## Directive
Count the lines in the listing below that contain the string "foreground", treating uppercase and lowercase as different, and give only the number.

___

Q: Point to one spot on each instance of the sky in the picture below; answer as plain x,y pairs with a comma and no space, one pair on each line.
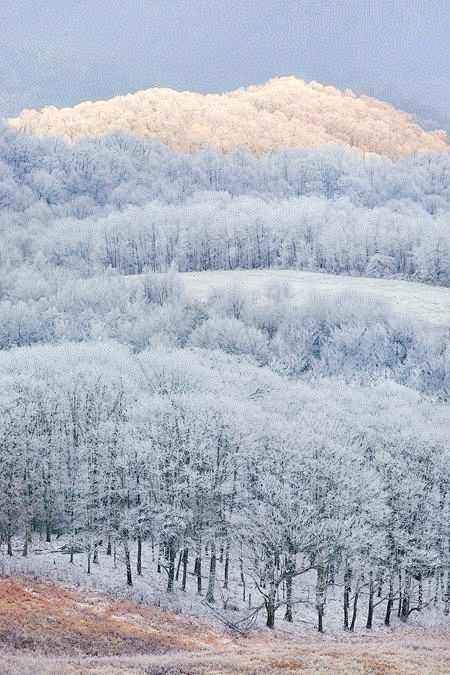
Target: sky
61,52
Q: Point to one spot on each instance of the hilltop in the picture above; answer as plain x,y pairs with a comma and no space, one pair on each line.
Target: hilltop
282,112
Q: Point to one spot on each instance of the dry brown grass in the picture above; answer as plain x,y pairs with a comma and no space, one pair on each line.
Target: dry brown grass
45,628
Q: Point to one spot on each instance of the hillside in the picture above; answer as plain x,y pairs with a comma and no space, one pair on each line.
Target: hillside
282,112
419,301
46,628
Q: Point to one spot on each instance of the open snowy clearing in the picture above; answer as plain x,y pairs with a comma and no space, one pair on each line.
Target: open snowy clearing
429,303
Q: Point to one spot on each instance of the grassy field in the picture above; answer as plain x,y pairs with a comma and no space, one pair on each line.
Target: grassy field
420,301
45,628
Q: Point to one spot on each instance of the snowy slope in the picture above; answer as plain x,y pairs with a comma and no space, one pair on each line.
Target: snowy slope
423,302
284,112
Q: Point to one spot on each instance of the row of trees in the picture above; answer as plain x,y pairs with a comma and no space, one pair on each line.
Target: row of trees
238,480
285,111
348,336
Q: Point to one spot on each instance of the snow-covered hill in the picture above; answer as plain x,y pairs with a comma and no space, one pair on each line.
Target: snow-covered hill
423,302
282,112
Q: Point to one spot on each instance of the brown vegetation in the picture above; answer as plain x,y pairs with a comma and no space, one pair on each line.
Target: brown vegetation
45,628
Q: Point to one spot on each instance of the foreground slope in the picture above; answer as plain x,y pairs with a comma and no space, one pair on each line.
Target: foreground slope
282,112
46,628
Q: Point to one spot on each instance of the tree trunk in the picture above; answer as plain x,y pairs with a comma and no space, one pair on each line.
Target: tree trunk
355,610
390,603
126,550
406,597
269,602
139,556
320,596
242,579
212,574
198,567
226,571
185,564
347,591
172,554
370,608
290,571
180,558
48,531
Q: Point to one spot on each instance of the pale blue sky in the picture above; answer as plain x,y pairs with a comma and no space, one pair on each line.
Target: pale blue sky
64,51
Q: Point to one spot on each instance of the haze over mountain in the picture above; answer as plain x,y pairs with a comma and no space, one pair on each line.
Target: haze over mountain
285,111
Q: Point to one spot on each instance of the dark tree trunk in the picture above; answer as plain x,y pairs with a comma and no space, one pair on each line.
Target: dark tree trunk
198,568
390,603
139,555
355,610
126,550
227,567
320,596
370,607
347,591
172,554
180,558
290,571
212,574
185,565
406,597
270,610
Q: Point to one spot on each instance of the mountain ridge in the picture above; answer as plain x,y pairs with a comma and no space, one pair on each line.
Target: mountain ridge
284,111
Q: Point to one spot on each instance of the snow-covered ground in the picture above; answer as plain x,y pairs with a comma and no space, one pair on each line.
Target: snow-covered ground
430,303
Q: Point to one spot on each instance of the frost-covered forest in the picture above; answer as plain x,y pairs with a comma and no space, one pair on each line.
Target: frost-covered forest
249,445
242,446
119,202
285,111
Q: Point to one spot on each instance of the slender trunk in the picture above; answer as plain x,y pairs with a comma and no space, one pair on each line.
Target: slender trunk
400,594
269,602
420,593
355,610
212,574
139,555
242,579
198,567
370,608
290,571
390,603
185,564
48,531
126,550
320,596
180,558
172,554
406,597
227,566
347,591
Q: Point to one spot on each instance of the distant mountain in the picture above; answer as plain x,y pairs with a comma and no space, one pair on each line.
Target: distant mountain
282,112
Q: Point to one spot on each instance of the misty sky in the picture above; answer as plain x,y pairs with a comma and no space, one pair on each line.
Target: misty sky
61,52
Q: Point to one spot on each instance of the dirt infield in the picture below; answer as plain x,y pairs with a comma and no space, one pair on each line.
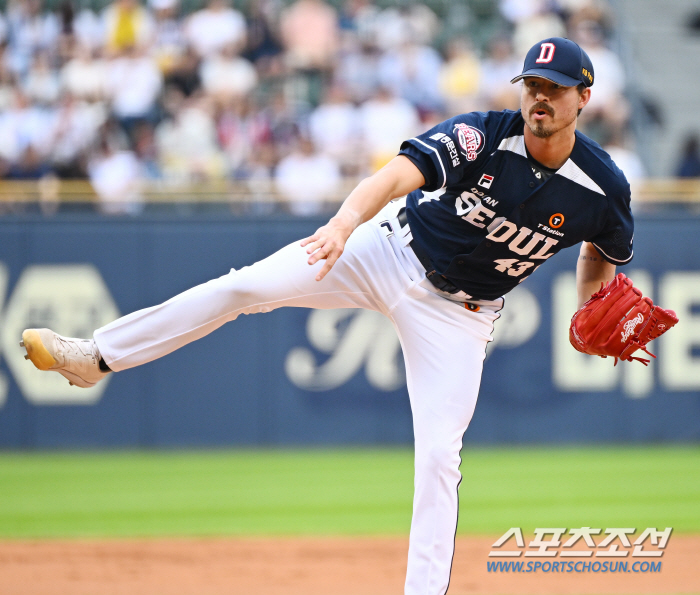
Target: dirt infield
305,566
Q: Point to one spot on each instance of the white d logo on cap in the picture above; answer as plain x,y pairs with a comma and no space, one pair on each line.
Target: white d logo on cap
546,53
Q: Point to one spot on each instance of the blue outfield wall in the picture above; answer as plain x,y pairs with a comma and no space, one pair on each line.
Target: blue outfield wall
298,376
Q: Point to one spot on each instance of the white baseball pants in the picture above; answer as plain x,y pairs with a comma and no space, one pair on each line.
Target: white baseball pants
443,345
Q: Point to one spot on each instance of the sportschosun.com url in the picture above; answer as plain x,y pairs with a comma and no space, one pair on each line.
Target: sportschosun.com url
572,566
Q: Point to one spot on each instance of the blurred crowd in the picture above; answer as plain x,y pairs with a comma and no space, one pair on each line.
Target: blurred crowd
294,94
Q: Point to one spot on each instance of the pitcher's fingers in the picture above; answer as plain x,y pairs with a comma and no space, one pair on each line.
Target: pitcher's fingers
318,253
305,241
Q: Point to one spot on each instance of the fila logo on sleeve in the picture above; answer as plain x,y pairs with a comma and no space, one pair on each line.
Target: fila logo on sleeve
485,181
546,53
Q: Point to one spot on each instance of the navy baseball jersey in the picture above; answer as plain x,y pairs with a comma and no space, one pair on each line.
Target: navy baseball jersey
489,215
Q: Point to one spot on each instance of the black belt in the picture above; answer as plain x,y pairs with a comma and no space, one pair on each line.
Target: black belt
439,281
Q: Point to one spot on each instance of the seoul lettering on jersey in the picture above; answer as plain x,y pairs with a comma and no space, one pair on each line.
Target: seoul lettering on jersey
490,221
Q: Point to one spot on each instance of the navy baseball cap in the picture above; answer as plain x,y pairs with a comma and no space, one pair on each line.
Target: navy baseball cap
558,60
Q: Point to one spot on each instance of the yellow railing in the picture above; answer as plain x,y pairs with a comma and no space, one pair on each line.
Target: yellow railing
653,191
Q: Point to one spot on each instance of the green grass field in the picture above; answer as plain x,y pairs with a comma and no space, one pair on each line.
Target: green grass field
340,492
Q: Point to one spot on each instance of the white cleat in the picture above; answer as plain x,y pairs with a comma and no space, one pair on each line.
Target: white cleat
78,360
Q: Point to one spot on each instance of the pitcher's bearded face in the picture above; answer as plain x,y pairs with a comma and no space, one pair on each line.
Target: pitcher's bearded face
547,107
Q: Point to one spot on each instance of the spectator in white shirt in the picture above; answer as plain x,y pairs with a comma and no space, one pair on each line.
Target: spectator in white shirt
306,179
214,27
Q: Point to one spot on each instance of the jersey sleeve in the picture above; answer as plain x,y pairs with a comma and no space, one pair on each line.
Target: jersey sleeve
447,152
615,242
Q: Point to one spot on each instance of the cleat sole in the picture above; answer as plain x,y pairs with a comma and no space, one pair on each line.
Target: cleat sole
36,351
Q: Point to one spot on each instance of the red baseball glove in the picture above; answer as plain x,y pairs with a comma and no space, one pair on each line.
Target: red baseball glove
617,321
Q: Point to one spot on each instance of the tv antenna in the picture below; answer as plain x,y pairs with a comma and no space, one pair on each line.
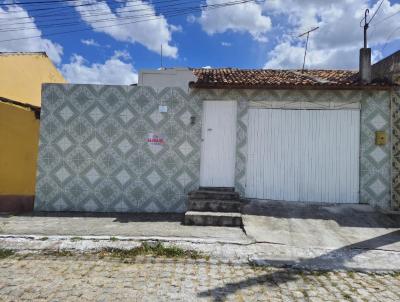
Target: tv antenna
305,50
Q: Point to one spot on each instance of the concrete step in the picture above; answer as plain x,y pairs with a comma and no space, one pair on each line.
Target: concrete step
214,205
219,189
205,194
213,219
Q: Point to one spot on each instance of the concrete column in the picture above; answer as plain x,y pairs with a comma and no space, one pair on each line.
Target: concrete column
365,65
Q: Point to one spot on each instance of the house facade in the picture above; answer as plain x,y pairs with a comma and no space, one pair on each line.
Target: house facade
317,136
21,78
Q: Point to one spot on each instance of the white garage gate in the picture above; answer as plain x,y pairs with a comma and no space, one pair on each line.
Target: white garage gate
303,155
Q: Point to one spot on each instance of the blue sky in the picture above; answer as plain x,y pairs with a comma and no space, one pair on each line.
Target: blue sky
245,35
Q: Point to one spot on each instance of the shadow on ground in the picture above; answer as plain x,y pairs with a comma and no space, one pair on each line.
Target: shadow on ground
291,271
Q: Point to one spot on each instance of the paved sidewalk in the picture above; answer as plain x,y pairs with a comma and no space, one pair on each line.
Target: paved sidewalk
346,237
134,226
80,278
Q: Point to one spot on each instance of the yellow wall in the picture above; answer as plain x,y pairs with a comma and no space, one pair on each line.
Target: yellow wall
22,75
19,137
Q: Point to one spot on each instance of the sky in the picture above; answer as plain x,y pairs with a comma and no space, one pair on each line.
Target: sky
109,41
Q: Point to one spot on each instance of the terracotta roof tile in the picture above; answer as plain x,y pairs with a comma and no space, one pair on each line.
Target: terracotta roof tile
271,78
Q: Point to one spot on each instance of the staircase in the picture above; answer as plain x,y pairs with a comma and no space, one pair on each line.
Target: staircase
214,206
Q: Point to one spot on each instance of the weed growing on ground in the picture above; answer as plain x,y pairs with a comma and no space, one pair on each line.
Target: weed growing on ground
63,253
4,253
76,238
158,250
347,296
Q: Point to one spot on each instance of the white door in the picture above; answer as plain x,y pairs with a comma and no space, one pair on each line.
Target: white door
303,155
218,149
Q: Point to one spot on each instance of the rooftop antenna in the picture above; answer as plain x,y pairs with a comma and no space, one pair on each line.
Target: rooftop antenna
366,25
305,50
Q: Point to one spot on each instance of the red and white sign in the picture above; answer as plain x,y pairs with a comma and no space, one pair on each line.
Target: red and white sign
155,139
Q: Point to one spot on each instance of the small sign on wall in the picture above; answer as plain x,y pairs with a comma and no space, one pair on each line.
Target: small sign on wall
155,139
162,108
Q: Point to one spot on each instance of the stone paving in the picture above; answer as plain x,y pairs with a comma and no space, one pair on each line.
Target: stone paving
80,277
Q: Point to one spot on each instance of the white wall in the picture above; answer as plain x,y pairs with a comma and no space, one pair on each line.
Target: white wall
160,79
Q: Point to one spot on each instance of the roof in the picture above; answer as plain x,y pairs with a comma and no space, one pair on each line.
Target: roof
280,79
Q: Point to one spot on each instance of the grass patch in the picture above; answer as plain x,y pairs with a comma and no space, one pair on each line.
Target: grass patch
4,253
347,296
61,253
158,250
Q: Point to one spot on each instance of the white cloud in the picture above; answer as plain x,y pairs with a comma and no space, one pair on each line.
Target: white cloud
191,18
337,42
112,71
246,17
90,42
28,29
151,33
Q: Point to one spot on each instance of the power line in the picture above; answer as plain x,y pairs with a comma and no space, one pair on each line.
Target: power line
35,2
386,18
116,18
66,5
59,10
373,16
131,22
305,50
39,22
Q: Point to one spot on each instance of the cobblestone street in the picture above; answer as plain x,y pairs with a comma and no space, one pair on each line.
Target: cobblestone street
90,277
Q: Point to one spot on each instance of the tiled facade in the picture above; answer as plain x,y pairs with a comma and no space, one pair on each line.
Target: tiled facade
94,155
396,149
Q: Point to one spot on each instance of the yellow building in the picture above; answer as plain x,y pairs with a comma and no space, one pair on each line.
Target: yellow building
21,79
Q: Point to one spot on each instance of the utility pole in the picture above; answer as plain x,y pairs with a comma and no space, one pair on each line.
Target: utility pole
366,25
161,58
305,50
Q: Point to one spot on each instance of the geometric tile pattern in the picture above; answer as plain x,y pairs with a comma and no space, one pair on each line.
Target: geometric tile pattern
94,154
395,149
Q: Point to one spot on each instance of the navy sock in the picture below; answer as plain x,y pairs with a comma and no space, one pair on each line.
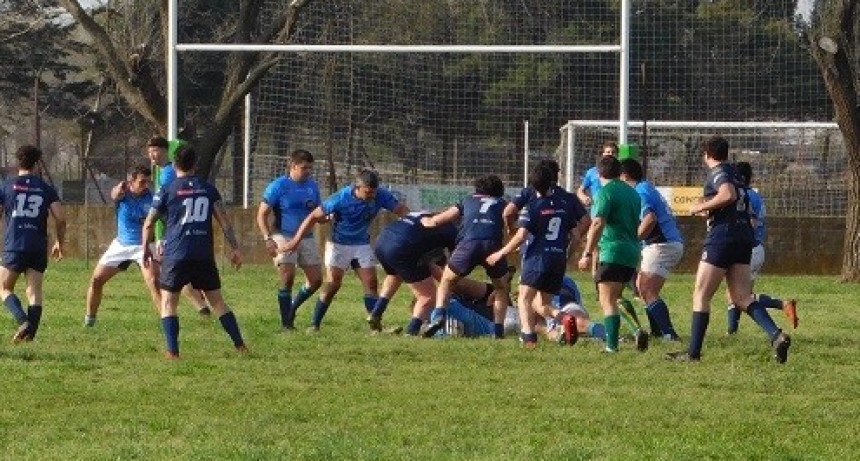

___

## Full solution
2